▸ **The problem**:
Restate all of the entries exactly. Any picture in them should be skipped.

——

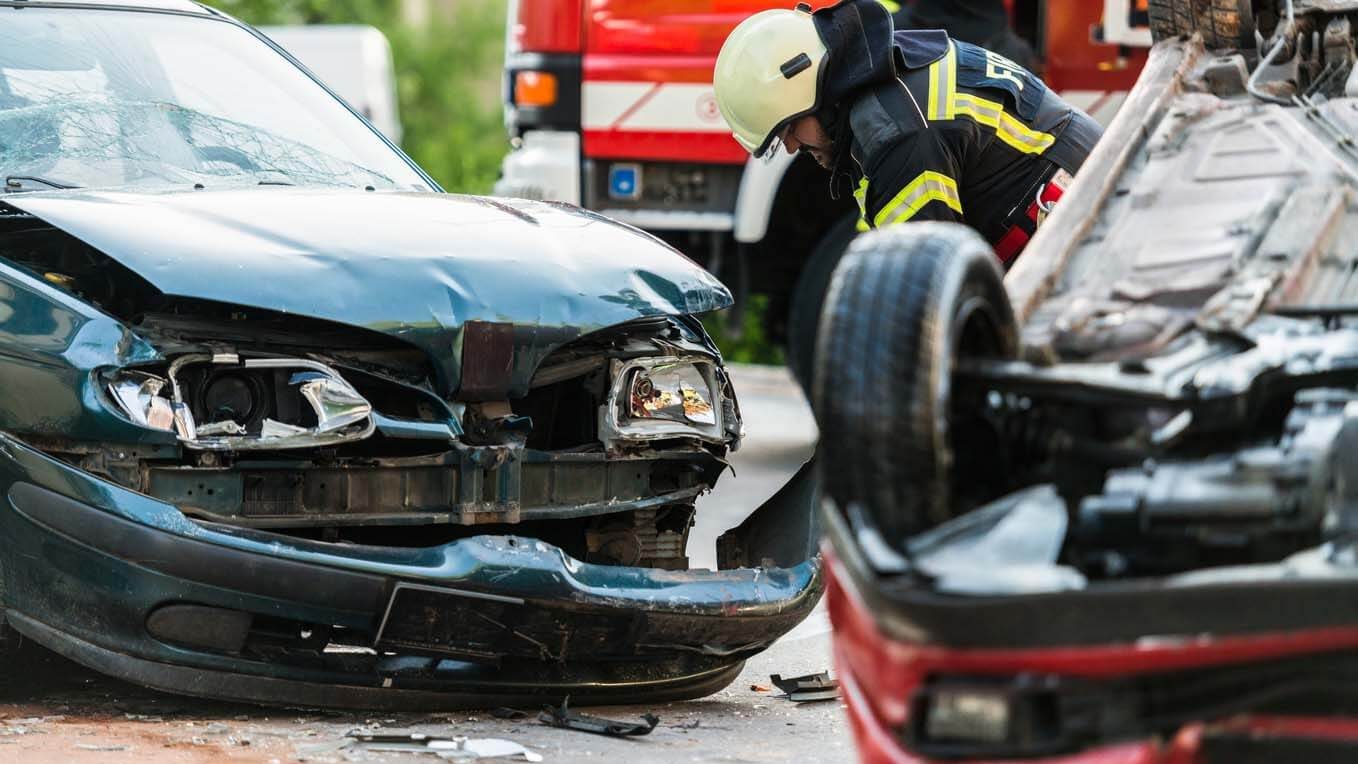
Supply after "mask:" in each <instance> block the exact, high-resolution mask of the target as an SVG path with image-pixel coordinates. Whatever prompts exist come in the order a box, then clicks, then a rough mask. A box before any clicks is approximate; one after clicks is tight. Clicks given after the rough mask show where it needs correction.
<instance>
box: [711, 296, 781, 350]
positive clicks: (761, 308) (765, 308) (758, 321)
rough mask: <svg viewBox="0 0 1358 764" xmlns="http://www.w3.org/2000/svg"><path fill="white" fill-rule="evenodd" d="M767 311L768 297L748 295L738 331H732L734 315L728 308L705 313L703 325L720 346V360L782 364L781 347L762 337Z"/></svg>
mask: <svg viewBox="0 0 1358 764" xmlns="http://www.w3.org/2000/svg"><path fill="white" fill-rule="evenodd" d="M767 309H769V296H767V294H751V296H750V303H748V305H746V312H744V319H743V320H741V326H740V330H739V331H731V328H729V326H731V320H732V318H735V316H736V313H733V312H732V311H731V309H729V308H728V309H725V311H721V312H717V313H708V315H706V316H703V319H702V326H703V327H706V330H708V334H710V335H712V338H713V339H716V341H717V346H718V347H721V357H722V358H725V360H727V361H731V362H735V364H779V365H781V364H782V362H784V360H782V347H779V346H778V345H777V343H774V342H770V341H769V337H767V335H766V334H765V318H763V316H765V312H766V311H767Z"/></svg>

——

▸ **Written response**:
Supply after "mask:" in each <instance> block the exact, high-resolution mask of the target as an SVG path with image-pixel coordinates. Whatever prompts exist come in the order a box, then clicks, then a rough mask. A box before any clicks is approximate; one after clicks is tight. Clicks given after the rough mask show where it needs correction.
<instance>
box: [711, 296, 781, 350]
positive clicks: (761, 308) (765, 308) (758, 321)
rough mask: <svg viewBox="0 0 1358 764" xmlns="http://www.w3.org/2000/svg"><path fill="white" fill-rule="evenodd" d="M767 311L768 297L748 295L738 331H732L734 315L728 308L705 313L703 325L720 346V360L782 364L781 347L762 337Z"/></svg>
mask: <svg viewBox="0 0 1358 764" xmlns="http://www.w3.org/2000/svg"><path fill="white" fill-rule="evenodd" d="M767 309H769V296H767V294H751V296H750V303H748V305H746V312H744V319H743V320H741V326H740V330H739V331H731V328H729V326H731V320H732V318H735V316H736V313H733V312H732V311H731V309H729V308H728V309H725V311H721V312H717V313H708V315H706V316H703V319H702V326H703V327H706V330H708V334H710V335H712V338H713V339H716V341H717V346H718V347H721V357H722V358H725V360H727V361H731V362H735V364H779V365H781V364H782V362H784V360H782V347H779V346H778V345H777V343H774V342H770V341H769V337H767V335H766V334H765V318H763V316H765V312H766V311H767Z"/></svg>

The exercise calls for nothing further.